---- Records to process

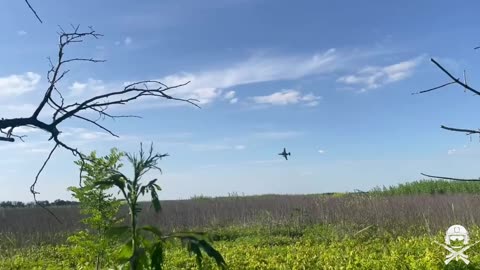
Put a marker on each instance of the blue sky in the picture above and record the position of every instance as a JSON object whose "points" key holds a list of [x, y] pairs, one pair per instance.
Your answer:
{"points": [[331, 81]]}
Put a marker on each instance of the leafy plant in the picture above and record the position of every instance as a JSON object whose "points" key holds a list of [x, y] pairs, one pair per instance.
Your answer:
{"points": [[100, 209], [143, 252]]}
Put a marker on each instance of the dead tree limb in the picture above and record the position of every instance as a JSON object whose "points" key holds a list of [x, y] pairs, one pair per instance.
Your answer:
{"points": [[451, 178], [466, 87], [33, 10], [99, 104]]}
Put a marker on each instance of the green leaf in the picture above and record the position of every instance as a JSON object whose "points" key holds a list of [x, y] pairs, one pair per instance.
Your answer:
{"points": [[118, 231], [125, 252], [155, 200], [199, 240], [157, 256], [152, 229]]}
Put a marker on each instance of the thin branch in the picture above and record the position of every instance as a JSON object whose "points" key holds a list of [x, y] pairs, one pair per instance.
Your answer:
{"points": [[434, 88], [468, 131], [99, 103], [450, 178], [453, 78], [32, 187], [33, 10]]}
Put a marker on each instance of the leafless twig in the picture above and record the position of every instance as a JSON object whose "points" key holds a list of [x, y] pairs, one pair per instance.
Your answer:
{"points": [[33, 10], [450, 178], [98, 104]]}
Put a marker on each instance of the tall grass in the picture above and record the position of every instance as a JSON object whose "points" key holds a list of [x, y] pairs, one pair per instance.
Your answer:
{"points": [[429, 187]]}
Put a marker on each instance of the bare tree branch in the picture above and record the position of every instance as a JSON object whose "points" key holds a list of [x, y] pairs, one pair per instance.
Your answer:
{"points": [[466, 87], [457, 80], [434, 88], [33, 10], [450, 178], [468, 131], [32, 187], [98, 104]]}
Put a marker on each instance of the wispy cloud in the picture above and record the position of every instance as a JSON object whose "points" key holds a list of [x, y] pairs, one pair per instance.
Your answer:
{"points": [[372, 77], [91, 86], [207, 86], [286, 97], [86, 135], [277, 134], [127, 41], [17, 84]]}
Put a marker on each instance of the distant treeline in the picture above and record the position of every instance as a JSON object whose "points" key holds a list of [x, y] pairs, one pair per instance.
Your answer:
{"points": [[18, 204]]}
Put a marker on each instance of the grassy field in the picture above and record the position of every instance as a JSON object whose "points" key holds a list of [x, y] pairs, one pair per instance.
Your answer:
{"points": [[386, 228]]}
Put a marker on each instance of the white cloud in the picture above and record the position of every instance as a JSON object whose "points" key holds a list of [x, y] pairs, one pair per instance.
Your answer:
{"points": [[277, 134], [372, 77], [207, 86], [286, 97], [40, 150], [25, 129], [15, 85], [239, 147], [83, 134], [229, 95], [91, 85], [127, 41]]}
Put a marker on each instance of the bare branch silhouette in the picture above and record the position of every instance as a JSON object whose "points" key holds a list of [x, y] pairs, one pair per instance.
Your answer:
{"points": [[33, 10], [450, 178], [98, 104], [465, 87]]}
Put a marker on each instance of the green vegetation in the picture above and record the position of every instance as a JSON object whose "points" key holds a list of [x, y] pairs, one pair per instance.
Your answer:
{"points": [[314, 247], [374, 230], [100, 209], [430, 187]]}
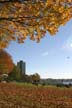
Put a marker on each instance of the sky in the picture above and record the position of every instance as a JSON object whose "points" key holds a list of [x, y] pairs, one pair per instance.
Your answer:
{"points": [[51, 58]]}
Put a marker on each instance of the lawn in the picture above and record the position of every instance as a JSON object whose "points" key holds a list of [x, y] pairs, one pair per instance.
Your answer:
{"points": [[28, 96]]}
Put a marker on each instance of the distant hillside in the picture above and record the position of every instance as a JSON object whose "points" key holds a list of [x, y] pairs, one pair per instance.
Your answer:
{"points": [[50, 81]]}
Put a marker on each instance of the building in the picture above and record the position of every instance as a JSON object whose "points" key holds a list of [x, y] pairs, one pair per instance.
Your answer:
{"points": [[22, 67]]}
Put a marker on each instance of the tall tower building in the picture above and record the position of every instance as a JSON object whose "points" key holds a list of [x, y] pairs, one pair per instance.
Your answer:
{"points": [[22, 67]]}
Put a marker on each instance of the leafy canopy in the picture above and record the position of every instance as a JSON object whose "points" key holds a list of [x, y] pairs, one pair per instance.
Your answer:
{"points": [[22, 18]]}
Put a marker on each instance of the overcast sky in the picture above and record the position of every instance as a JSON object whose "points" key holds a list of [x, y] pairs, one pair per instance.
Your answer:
{"points": [[51, 58]]}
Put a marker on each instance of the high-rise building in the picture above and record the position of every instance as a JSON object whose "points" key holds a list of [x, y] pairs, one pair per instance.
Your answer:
{"points": [[22, 67]]}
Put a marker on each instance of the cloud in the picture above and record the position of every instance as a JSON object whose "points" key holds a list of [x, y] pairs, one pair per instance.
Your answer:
{"points": [[45, 54], [68, 44]]}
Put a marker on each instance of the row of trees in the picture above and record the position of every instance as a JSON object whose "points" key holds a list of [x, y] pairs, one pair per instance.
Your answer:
{"points": [[22, 18], [16, 75]]}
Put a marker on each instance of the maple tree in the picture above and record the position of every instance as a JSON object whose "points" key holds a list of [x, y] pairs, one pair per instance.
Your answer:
{"points": [[22, 18], [6, 63]]}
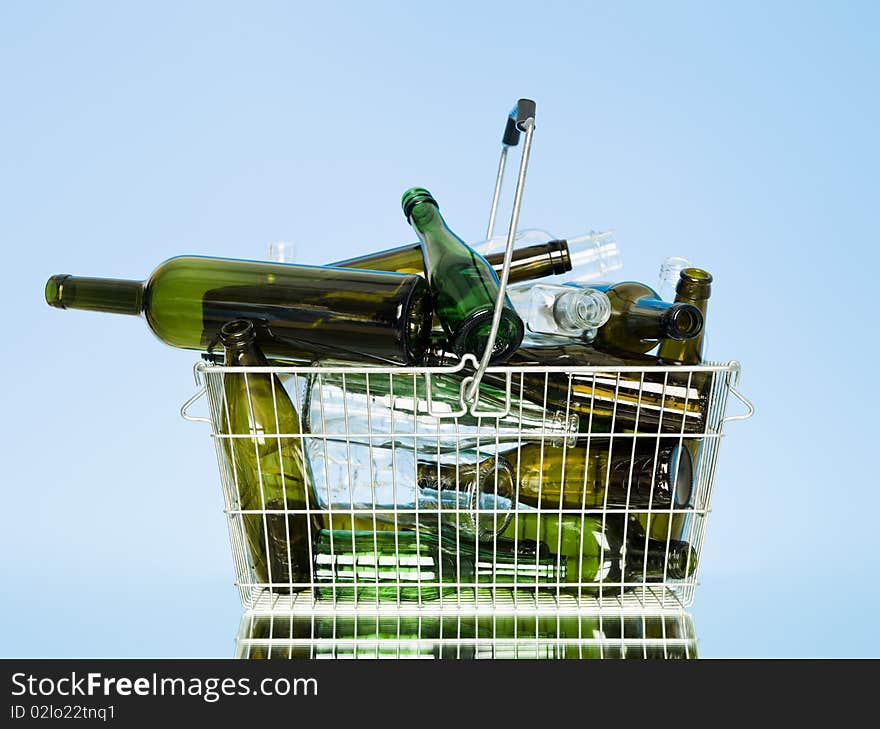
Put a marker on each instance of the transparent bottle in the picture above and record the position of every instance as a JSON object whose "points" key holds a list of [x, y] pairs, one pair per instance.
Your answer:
{"points": [[385, 410], [670, 270], [362, 485], [565, 310], [411, 565]]}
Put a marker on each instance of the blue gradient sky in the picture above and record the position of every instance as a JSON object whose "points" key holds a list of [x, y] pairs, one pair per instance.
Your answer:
{"points": [[741, 135]]}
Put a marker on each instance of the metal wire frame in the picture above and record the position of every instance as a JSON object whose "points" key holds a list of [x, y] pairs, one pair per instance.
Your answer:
{"points": [[600, 635], [460, 596]]}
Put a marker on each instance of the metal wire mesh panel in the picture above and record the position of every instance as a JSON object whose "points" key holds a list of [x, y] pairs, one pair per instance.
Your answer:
{"points": [[601, 635], [574, 488]]}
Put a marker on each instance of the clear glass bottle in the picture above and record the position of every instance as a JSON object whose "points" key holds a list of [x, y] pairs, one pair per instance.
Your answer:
{"points": [[670, 270], [363, 485], [382, 410], [593, 255], [563, 310], [420, 565]]}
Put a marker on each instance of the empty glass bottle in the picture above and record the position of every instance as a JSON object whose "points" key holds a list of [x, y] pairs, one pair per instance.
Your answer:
{"points": [[640, 319], [670, 271], [530, 262], [606, 401], [593, 255], [421, 565], [268, 467], [369, 485], [300, 312], [464, 285], [694, 289], [632, 473], [385, 410], [607, 551], [567, 310]]}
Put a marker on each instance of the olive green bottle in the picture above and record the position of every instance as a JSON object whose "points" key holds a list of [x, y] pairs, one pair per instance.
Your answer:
{"points": [[462, 282], [411, 565], [608, 551], [300, 312], [268, 468], [693, 289], [530, 262], [632, 473], [640, 319]]}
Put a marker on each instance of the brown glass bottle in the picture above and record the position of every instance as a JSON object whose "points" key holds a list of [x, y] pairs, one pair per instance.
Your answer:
{"points": [[640, 319]]}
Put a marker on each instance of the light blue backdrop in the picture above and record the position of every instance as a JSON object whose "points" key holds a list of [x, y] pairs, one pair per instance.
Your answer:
{"points": [[742, 135]]}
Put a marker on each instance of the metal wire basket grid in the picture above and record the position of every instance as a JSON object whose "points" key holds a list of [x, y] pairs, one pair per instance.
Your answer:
{"points": [[559, 489], [497, 636]]}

--------

▶ **What you are asked to do**
Only the lines from the one containing "Put a marker on each instance of the brown" to the end of the records should be repeated, exactly as they appear.

▶ **Result for this exercise**
Put a marker on each instance of the brown glass bottle in the picture above and record the position of every instance as a JSON object whose "points" key holds a list of [x, y] pairs, one pair per instance.
Your answer:
{"points": [[640, 319]]}
Put a marker on each instance of the light blue backdrop in the picture above and record the position of every instance as a JSON object whose "points" key holds a list of [x, y] pairs, one pair per instance.
Your answer:
{"points": [[742, 135]]}
Put a marker on each instance of the metal wire basket grid in the picture above and record the position of every instance as a JSON object whose "points" key holds a list of [x, y] pairs, one pair per instance.
Your answer:
{"points": [[559, 489], [497, 636]]}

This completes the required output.